— Start Material —

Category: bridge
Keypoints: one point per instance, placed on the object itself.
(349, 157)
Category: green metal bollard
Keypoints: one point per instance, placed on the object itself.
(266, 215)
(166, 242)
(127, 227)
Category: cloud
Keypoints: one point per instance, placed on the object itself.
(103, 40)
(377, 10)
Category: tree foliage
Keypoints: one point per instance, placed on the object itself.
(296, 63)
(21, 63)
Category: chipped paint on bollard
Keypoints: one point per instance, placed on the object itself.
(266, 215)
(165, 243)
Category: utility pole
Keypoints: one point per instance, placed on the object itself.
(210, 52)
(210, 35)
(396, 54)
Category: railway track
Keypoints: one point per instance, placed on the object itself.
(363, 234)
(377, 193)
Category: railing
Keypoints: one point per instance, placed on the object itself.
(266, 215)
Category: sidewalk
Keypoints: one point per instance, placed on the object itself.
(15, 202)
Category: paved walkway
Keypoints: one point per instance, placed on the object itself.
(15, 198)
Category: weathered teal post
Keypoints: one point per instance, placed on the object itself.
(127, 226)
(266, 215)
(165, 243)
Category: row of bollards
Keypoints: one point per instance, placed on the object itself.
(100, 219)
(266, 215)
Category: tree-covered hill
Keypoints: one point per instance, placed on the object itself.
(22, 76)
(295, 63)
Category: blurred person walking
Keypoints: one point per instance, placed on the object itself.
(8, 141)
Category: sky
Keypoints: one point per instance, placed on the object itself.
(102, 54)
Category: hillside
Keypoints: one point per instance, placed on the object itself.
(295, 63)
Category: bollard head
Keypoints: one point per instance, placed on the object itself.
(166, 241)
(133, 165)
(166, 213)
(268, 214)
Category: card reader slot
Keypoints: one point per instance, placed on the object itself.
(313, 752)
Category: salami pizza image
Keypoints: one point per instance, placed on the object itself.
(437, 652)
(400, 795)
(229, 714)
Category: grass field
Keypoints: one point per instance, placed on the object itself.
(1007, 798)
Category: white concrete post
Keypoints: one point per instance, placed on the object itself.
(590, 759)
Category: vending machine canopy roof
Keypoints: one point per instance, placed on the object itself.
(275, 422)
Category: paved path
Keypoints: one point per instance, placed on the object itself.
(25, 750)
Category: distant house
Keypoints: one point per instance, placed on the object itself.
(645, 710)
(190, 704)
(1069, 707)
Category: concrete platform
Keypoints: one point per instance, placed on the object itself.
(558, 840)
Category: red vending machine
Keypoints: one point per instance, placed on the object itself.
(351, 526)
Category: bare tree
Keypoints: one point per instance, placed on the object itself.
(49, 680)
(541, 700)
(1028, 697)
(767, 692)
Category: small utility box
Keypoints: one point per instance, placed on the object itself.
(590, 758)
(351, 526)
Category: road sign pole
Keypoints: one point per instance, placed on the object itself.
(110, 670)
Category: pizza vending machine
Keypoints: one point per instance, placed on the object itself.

— End Material —

**Written instruction:** Copy all of the rows above word for word, keeping their original order.

**Right answer:**
Category: bridge
Keypoints: one point per instance, placed on the object itself.
(349, 157)
Category: green metal bollard
Keypoints: one point per instance, placed on the object itself.
(266, 215)
(166, 242)
(127, 227)
Category: cloud
Keypoints: one point per instance, placed on the object itself.
(103, 40)
(377, 10)
Category: tree foliage
Keypoints: one point per instance, placed on the object itself.
(296, 63)
(21, 63)
Category: chipped paint on bollard
Keypoints: one point per instance, placed on the object itself.
(266, 215)
(165, 243)
Category: utility pole
Keypoints: one point per instance, placed on the object itself.
(210, 52)
(210, 35)
(396, 54)
Category: railway track
Keypoints: one point per instance, placed on the object itself.
(363, 234)
(377, 193)
Category: railing
Keypoints: one point per instance, placed on the object itself.
(266, 215)
Category: sidewalk
Keypoints: one point per instance, placed on the object itself.
(15, 202)
Category: paved walkway
Keypoints: one point per instance, placed on the object itself.
(15, 198)
Category: weathered teal post
Keypoints: one point per instance, placed on the object itself.
(127, 226)
(266, 215)
(165, 243)
Category: row of bollards
Keypoints: one point per instance, placed on the object itself.
(100, 219)
(266, 215)
Category: tree-covered hill
Keypoints: one point per instance, placed on the object itself.
(22, 76)
(295, 63)
Category: blurred person walking
Keypoints: one point per instance, placed on the object itself.
(8, 141)
Category: sky
Keypoints: one point per instance, placed on the object itself.
(102, 54)
Category: hillside
Keypoints: one point per instance, placed on the object itself.
(295, 63)
Category: bollard head
Keypoints: one point per instance, placed on the object itself.
(166, 241)
(133, 165)
(166, 213)
(268, 214)
Category: card reader slot
Keypoints: one point per instance, placed on the object itself.
(313, 752)
Category: salami pizza image
Keypoints: one point per instance, placed on the object itself.
(437, 652)
(400, 795)
(229, 714)
Category: grass field
Keypoints: one point per instance, placed on the object itself.
(1007, 798)
Category: white concrete post
Keypoints: one point per instance, placed on the object itself.
(590, 759)
Category: vending machine canopy roof
Keypoints: one point per instance, placed on the object itself.
(275, 422)
Category: paved path
Keypoints: one point per instance, placed on the object itself.
(25, 750)
Category: distant house
Keypoints: one point per instance, placed on the object itself.
(645, 710)
(190, 704)
(1069, 707)
Category: concrete platform
Keypoints: one point per instance, placed on the object itself.
(558, 840)
Category: red vending machine
Keypoints: one point per instance, placed on the object itself.
(351, 526)
Category: bare tree
Keypoints: one point per instance, placed on the object itself.
(49, 680)
(541, 700)
(1028, 697)
(767, 692)
Category: small utility box
Keypoints: one point per instance, placed on the object itself.
(590, 758)
(351, 526)
Category: road sign pole
Keypoints: one point per instance, placed on the object itself.
(110, 670)
Category: pizza vending machine
Keypoints: one point per instance, placed on the object itself.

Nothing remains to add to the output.